_Exercise 1:_ Please return each line of the listing that contains the word "blue".

_Page:_
=-=-=

You have to manually add the tokens, and that can't be done in the init with the current API, but this allows us to remove the crazy regex in encoding.

ArthurZucker avatar Jul 05 '23 06:07 ArthurZucker

Eagerly anticipating this PR being merged. Is there any information on priority of this work and rough timelines? Thank you @ArthurZucker and @NielsRogge for your great work.

sromoam avatar Jul 17 '23 16:07 sromoam

Regarding the priority, not really sure. I won't really have time to dive deep in this before a few weeks. If a contributor wants to work on this feel free to take over!

=-=-=

_Records from a dataset:_
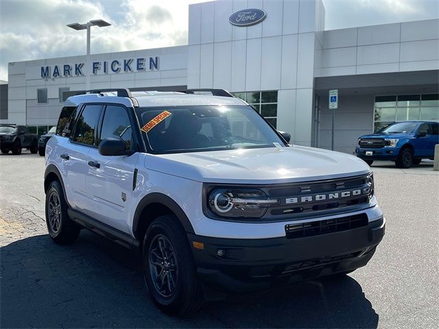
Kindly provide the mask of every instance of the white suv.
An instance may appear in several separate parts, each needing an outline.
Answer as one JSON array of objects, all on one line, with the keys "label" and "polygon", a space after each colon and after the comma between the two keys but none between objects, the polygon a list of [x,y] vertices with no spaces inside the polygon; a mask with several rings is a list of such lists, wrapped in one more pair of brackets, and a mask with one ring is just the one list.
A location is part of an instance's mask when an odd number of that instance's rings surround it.
[{"label": "white suv", "polygon": [[139,248],[172,314],[366,265],[385,226],[369,166],[288,143],[222,90],[71,97],[46,147],[49,233]]}]

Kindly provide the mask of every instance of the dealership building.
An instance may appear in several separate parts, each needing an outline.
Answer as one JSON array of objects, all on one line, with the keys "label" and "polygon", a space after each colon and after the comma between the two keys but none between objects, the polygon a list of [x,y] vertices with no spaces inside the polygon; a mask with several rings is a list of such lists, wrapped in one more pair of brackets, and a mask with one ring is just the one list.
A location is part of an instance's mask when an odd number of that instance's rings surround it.
[{"label": "dealership building", "polygon": [[292,143],[330,149],[333,136],[350,154],[390,122],[439,119],[438,19],[325,30],[319,0],[218,0],[189,15],[185,46],[9,63],[0,123],[47,131],[87,75],[93,90],[226,89]]}]

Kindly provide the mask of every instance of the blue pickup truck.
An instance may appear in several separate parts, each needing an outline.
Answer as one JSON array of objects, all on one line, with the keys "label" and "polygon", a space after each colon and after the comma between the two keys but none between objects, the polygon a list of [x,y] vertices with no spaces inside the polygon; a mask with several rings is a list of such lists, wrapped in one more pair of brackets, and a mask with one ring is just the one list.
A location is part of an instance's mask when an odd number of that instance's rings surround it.
[{"label": "blue pickup truck", "polygon": [[374,160],[394,161],[398,168],[419,164],[434,156],[439,144],[439,122],[395,122],[375,134],[361,136],[355,148],[357,156],[369,165]]}]

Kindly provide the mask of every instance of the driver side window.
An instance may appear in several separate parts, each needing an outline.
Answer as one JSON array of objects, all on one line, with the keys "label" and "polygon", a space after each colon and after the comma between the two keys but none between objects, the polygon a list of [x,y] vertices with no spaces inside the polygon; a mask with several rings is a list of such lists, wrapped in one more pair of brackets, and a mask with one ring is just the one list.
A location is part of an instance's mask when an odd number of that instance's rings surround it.
[{"label": "driver side window", "polygon": [[419,133],[423,131],[427,132],[427,134],[431,135],[431,128],[430,127],[430,125],[428,123],[423,123],[422,125],[420,125],[419,129],[418,130],[418,132]]},{"label": "driver side window", "polygon": [[126,149],[132,149],[132,130],[125,108],[114,105],[106,106],[99,142],[108,138],[122,138]]}]

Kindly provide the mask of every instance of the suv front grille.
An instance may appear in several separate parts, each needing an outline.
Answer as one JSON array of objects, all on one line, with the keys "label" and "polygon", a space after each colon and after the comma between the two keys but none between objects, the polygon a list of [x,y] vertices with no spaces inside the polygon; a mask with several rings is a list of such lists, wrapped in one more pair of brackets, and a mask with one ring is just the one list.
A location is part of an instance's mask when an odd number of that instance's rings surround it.
[{"label": "suv front grille", "polygon": [[270,207],[268,214],[300,219],[311,214],[340,213],[343,208],[367,204],[373,195],[366,182],[367,175],[308,183],[296,183],[265,191],[280,204]]},{"label": "suv front grille", "polygon": [[358,143],[360,148],[381,149],[385,146],[384,138],[362,138]]},{"label": "suv front grille", "polygon": [[288,224],[285,226],[285,234],[287,239],[313,236],[361,228],[366,226],[368,222],[367,215],[359,214],[333,219]]}]

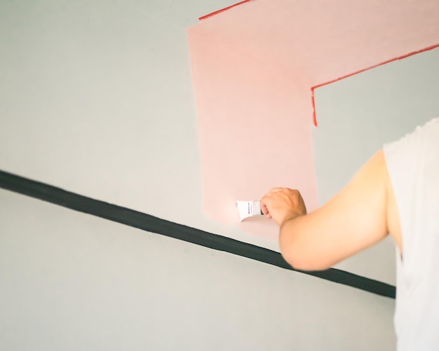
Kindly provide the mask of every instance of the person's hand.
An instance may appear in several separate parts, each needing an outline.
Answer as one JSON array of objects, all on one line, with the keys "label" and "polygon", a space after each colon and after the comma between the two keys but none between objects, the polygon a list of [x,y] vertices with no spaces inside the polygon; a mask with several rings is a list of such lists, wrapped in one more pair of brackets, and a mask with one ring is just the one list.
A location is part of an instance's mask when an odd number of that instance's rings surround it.
[{"label": "person's hand", "polygon": [[306,214],[304,199],[298,190],[273,188],[261,199],[261,210],[281,226],[288,219]]}]

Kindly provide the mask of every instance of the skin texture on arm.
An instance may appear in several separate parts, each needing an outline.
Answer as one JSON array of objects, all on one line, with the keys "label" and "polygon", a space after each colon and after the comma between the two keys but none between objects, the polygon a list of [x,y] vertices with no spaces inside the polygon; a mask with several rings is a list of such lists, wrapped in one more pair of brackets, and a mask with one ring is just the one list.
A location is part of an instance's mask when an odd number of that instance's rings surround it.
[{"label": "skin texture on arm", "polygon": [[[266,216],[281,227],[282,255],[303,270],[327,269],[379,242],[389,227],[399,223],[382,151],[346,188],[311,214],[306,214],[299,192],[285,188],[271,189],[261,205]],[[400,245],[400,240],[396,242]]]}]

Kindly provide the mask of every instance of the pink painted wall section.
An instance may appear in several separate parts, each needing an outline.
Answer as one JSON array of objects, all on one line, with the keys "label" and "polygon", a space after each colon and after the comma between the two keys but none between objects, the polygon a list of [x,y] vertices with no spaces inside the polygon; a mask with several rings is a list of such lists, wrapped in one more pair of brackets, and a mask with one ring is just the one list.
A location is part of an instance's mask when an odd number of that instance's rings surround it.
[{"label": "pink painted wall section", "polygon": [[273,186],[316,209],[312,88],[438,45],[438,13],[436,0],[253,0],[189,28],[206,213],[238,223],[234,201]]}]

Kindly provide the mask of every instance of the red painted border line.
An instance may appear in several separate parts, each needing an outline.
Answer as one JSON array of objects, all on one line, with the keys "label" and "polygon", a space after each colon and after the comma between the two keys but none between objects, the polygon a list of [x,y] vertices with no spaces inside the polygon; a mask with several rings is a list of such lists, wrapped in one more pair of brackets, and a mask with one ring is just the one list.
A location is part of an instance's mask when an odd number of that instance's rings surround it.
[{"label": "red painted border line", "polygon": [[222,8],[221,10],[218,10],[217,11],[215,11],[215,12],[212,12],[212,13],[209,13],[208,15],[205,15],[203,17],[201,17],[200,18],[198,18],[198,20],[205,20],[206,18],[209,18],[210,17],[215,16],[215,15],[217,15],[218,13],[221,13],[222,12],[227,11],[227,10],[229,10],[232,7],[238,6],[238,5],[241,5],[241,4],[244,4],[245,2],[248,2],[251,1],[252,0],[244,0],[243,1],[238,2],[237,4],[235,4],[234,5],[231,5],[230,6],[225,7],[224,8]]},{"label": "red painted border line", "polygon": [[336,79],[333,79],[332,81],[330,81],[326,82],[326,83],[323,83],[321,84],[318,84],[317,85],[314,85],[314,86],[311,87],[311,103],[313,104],[313,123],[314,123],[314,125],[316,127],[317,127],[317,117],[316,116],[316,103],[315,103],[315,100],[314,100],[314,90],[315,89],[317,89],[318,88],[320,88],[320,87],[323,87],[323,86],[325,86],[325,85],[327,85],[328,84],[332,84],[332,83],[337,82],[339,81],[341,81],[342,79],[344,79],[346,78],[351,77],[352,76],[355,76],[356,74],[358,74],[360,73],[364,72],[365,71],[368,71],[369,69],[372,69],[373,68],[376,68],[376,67],[378,67],[379,66],[382,66],[384,64],[386,64],[388,63],[393,62],[393,61],[396,61],[398,60],[403,60],[403,59],[409,57],[410,56],[413,56],[414,55],[416,55],[416,54],[419,54],[419,53],[424,53],[425,51],[429,51],[431,50],[435,49],[436,48],[439,48],[439,44],[433,45],[431,46],[428,46],[428,48],[425,48],[424,49],[419,50],[417,51],[413,51],[412,53],[409,53],[408,54],[403,55],[403,56],[399,56],[399,57],[393,58],[393,59],[388,60],[387,61],[384,61],[384,62],[379,63],[378,64],[375,64],[375,65],[372,66],[370,67],[365,68],[364,69],[361,69],[361,70],[358,71],[356,72],[351,73],[351,74],[346,74],[346,76],[344,76],[342,77],[339,77],[339,78],[337,78]]}]

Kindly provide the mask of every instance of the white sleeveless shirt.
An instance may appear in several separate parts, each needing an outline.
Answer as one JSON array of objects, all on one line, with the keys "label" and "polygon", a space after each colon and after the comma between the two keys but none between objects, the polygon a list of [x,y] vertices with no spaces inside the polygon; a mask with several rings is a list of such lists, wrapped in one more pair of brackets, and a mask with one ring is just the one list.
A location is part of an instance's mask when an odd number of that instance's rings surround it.
[{"label": "white sleeveless shirt", "polygon": [[439,350],[439,118],[384,146],[403,239],[397,248],[398,351]]}]

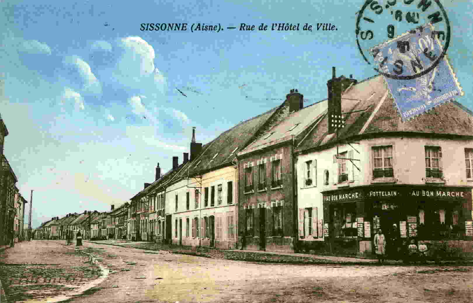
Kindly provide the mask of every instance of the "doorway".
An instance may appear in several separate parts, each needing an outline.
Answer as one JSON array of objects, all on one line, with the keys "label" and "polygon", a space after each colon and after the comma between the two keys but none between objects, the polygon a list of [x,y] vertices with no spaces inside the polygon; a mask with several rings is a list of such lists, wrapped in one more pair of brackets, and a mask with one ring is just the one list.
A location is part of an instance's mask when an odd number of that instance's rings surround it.
[{"label": "doorway", "polygon": [[266,251],[266,208],[260,210],[260,250]]}]

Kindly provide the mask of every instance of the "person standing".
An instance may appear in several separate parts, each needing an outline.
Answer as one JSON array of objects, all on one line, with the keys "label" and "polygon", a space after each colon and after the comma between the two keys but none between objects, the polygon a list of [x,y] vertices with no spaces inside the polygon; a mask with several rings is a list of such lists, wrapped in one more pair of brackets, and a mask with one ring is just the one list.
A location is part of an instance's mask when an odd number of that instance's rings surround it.
[{"label": "person standing", "polygon": [[383,234],[383,231],[381,228],[378,229],[378,233],[375,235],[374,242],[376,255],[378,257],[378,263],[383,263],[384,262],[385,255],[386,253],[386,237]]}]

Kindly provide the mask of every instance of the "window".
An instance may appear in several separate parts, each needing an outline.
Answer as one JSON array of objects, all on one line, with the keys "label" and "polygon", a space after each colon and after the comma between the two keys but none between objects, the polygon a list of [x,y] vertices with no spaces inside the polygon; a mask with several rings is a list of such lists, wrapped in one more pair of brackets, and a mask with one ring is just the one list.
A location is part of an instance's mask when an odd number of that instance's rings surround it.
[{"label": "window", "polygon": [[227,222],[228,223],[228,231],[227,234],[228,239],[233,239],[235,238],[235,224],[234,212],[227,212]]},{"label": "window", "polygon": [[215,205],[215,187],[212,186],[210,188],[210,206],[214,206]]},{"label": "window", "polygon": [[282,207],[277,206],[273,208],[273,221],[274,223],[273,235],[282,236]]},{"label": "window", "polygon": [[306,186],[310,186],[312,185],[312,160],[307,161],[305,163],[304,169],[304,183]]},{"label": "window", "polygon": [[442,150],[439,147],[425,147],[425,176],[441,179],[442,174]]},{"label": "window", "polygon": [[217,203],[220,205],[222,204],[222,184],[219,184],[217,186]]},{"label": "window", "polygon": [[233,203],[233,182],[229,181],[227,183],[227,204],[231,204]]},{"label": "window", "polygon": [[348,153],[344,152],[339,154],[338,158],[338,182],[342,183],[348,181],[348,171],[347,170],[346,158]]},{"label": "window", "polygon": [[253,190],[253,168],[245,169],[245,192],[248,192]]},{"label": "window", "polygon": [[209,188],[206,187],[204,189],[204,207],[207,207],[209,206]]},{"label": "window", "polygon": [[335,237],[357,237],[356,203],[343,203],[332,213]]},{"label": "window", "polygon": [[194,192],[194,199],[195,202],[195,209],[199,208],[199,190],[196,189]]},{"label": "window", "polygon": [[266,188],[266,164],[260,164],[258,166],[259,183],[258,183],[258,190],[261,190]]},{"label": "window", "polygon": [[253,230],[253,210],[252,209],[246,209],[246,235],[254,235]]},{"label": "window", "polygon": [[282,175],[282,165],[281,165],[280,159],[276,160],[272,162],[272,187],[277,187],[282,184],[281,177]]},{"label": "window", "polygon": [[465,148],[466,179],[473,179],[473,149]]},{"label": "window", "polygon": [[373,147],[373,178],[394,176],[393,146]]},{"label": "window", "polygon": [[304,216],[304,227],[305,234],[312,235],[312,208],[306,208]]}]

=-=-=

_Exercise 2:_ Reproduce everything in the thread from "You have to" down to "your great work.".

_Task response 1:_
Kindly provide the mask of every instance of the blue pickup truck.
[{"label": "blue pickup truck", "polygon": [[374,160],[394,161],[398,168],[419,164],[434,156],[439,144],[439,122],[395,122],[375,134],[361,136],[355,148],[357,156],[369,165]]}]

_Task response 2:_
You have to manually add the tokens, and that can't be done in the init with the current API, but this allows us to remove the crazy regex in encoding.

ArthurZucker avatar Jul 05 '23 06:07 ArthurZucker

Eagerly anticipating this PR being merged. Is there any information on priority of this work and rough timelines? Thank you @ArthurZucker and @NielsRogge for your great work.